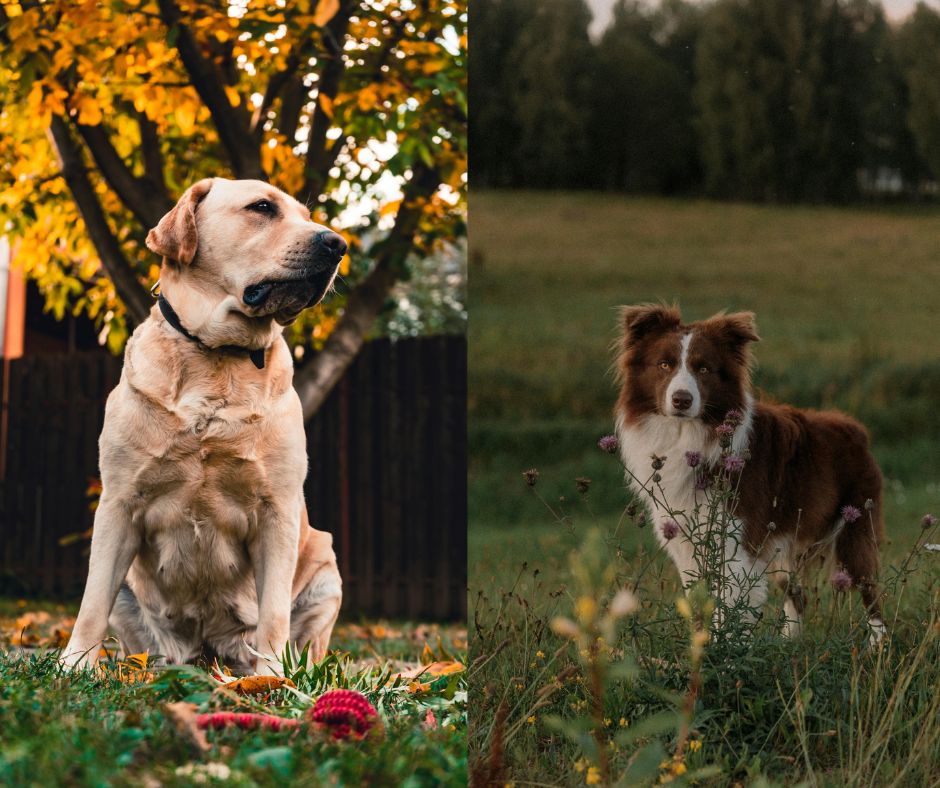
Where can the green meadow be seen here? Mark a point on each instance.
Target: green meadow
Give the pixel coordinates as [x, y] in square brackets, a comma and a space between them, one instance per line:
[846, 305]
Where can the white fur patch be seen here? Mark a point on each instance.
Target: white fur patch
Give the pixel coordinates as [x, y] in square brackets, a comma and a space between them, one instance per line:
[684, 380]
[674, 497]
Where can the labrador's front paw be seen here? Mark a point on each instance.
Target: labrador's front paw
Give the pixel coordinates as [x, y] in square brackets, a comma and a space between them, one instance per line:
[77, 656]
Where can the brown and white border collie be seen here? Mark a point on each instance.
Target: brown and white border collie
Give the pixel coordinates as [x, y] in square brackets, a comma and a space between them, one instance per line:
[809, 480]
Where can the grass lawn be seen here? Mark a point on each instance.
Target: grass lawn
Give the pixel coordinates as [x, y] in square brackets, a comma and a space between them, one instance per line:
[846, 306]
[132, 726]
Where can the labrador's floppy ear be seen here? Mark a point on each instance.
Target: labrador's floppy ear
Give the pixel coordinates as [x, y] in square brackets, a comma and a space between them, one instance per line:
[175, 237]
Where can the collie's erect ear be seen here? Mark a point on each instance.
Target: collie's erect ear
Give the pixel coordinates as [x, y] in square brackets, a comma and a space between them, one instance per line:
[738, 327]
[175, 236]
[639, 320]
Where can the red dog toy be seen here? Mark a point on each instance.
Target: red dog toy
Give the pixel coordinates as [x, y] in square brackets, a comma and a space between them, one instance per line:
[346, 714]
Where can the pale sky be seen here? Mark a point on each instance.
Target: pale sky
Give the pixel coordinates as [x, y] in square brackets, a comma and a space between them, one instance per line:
[896, 9]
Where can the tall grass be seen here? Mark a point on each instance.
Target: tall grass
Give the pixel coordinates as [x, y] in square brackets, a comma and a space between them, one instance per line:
[606, 672]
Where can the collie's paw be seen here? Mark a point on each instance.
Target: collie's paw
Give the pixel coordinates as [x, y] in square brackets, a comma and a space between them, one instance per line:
[878, 631]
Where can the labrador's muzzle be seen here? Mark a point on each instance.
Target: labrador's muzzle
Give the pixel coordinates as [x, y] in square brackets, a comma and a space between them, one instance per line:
[308, 274]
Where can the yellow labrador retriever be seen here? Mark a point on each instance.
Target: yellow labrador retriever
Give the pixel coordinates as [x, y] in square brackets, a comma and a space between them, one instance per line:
[201, 542]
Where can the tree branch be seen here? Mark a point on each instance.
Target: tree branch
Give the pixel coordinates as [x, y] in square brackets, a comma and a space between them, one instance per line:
[150, 152]
[142, 197]
[275, 84]
[315, 380]
[319, 162]
[230, 122]
[131, 292]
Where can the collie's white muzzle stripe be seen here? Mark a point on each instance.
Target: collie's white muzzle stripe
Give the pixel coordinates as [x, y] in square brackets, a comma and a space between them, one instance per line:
[684, 380]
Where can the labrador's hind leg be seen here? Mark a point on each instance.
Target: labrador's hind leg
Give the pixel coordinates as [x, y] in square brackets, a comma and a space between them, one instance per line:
[314, 612]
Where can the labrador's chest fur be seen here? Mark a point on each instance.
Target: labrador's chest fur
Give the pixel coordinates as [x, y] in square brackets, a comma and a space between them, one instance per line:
[205, 449]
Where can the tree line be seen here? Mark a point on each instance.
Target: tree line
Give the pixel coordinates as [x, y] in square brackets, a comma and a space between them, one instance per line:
[776, 100]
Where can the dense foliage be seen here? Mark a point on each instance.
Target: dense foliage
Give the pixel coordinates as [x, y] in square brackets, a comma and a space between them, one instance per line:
[111, 109]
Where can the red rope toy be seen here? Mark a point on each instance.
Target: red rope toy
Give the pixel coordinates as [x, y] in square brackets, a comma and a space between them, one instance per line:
[345, 714]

***

### What this task involves
Copy the listing above exactly, minus the pictures.

### Exercise response
Where can the green meadow be seen here? Mark a point on each instance.
Target: green meadow
Give the pixel coordinates as [x, y] in square brackets, a comma and a space between them, one instance per line:
[846, 305]
Where can the white fur patch be seen here? Mark a point on each instance.
Target: white fur patch
Give the pixel coordinates as [x, y] in square brackets, a comma and a space between them, one instance per line:
[684, 380]
[674, 497]
Where can the labrador's front paw be seen here? Mark a point on each instance.
Target: labrador's front paw
Give the pixel coordinates as [x, y] in square brackets, a comma and a space between them, one instance per line:
[77, 656]
Where can the brown and white border collie be seen here? Mark a point on each instance.
Target: brown and white border collie
Give the pixel coordinates as [x, y] in square brackets, a comma and a space between them, one instance per line:
[809, 480]
Where can the grass lawn be seen here? Mark a point on each instance.
Target: grass lawn
Give the pixel coordinates as [x, y] in square brackets, a comma and a space between them, one instance per line:
[846, 306]
[132, 726]
Where can the labrador's floppy ear be seen here? Mark a point on each instance.
Target: labrador's floppy ear
Give the pixel coordinates as [x, y] in square brackets, a comma and a space between them, one instance per line:
[175, 237]
Where can the collie's erect ear be seen here? Mark a point on each instance.
Target: collie's erect ear
Give the pixel coordinates as [x, y] in square brackets, a comma and a space between them, one instance per line:
[738, 327]
[175, 236]
[639, 320]
Where can the red dog toy be seen here? Mark a point on each instance.
Target: red dog toy
Give the pixel coordinates as [x, y] in square brackets, a comma and a space between them, one instance per line:
[346, 714]
Where can the pale sky be seen here? Mark a point on each instance.
Target: pale sky
Give the pixel coordinates as [x, y] in square brackets, a comma and a space between them, one instance per line:
[896, 9]
Where can the tall grass be seen here? Mark a point on each instance.
Target: tall grass
Give the pixel coordinates as [x, y] in square brackets, a comma and a space between them, one instance per line:
[606, 672]
Where can the collie's paw be seen here? Mark a point on each instance.
Target: collie's paw
Give the pixel coordinates as [x, y] in square brackets, a comma and a space between them, one instance per line:
[878, 631]
Where can the labrador's muzzle be seen here? Mark a point on each instance.
Target: labrador's muzzle
Give the pixel coordinates as [x, y] in square brackets, a comma and a space between them, one instance per line:
[308, 274]
Where can the yellow labrador retriever be seen here? Mark a point on each instance.
Target: yellow labrador retriever
Give the pixel coordinates as [x, y] in square brackets, a comma and a space between them, one instance per line:
[201, 542]
Where can the tree branch be seen here? Mark a point on each instance.
Target: tree branch
Give the pixel coordinates as [x, y] in square brackets, a comma and a space between them, one instance per line:
[150, 152]
[142, 197]
[275, 84]
[315, 380]
[319, 162]
[230, 122]
[131, 292]
Where can the collie's white muzzle stripe be seen here? Mark a point on each instance.
Target: collie's white muzzle stripe
Give the pixel coordinates as [x, y] in square brackets, a comma and a space between them, one instance per line:
[684, 380]
Where can the labrador's hind leg be seen here? Mark a point on each instance.
Target: labrador's hind leg
Give the pixel coordinates as [x, y] in square brackets, a comma and a space between them, one instance per line:
[314, 612]
Where can the labrador's chest fur be seen here? Mark a point on each instance.
Target: labrador's chest fur
Give the pixel coordinates as [x, y] in square brackets, a comma and a space between them, one instance per line:
[205, 449]
Where can the tree line be seen here? Mark a point on each instance.
Target: tree line
Give the pixel coordinates as [x, y] in square brackets, a comma and a space between them, one instance per line:
[776, 100]
Where can the dense foliage be seen here? Mark a point on each instance.
Target: dense foliage
Give the pixel coordinates as [x, y] in square brackets, a comma and a space between them, one instance per line:
[111, 109]
Where can the red rope toy be seen here? Mark a point on each instance.
Target: red rope toy
Give the pixel coordinates as [x, y] in square brackets, a comma and a space between them, one instance per line:
[345, 714]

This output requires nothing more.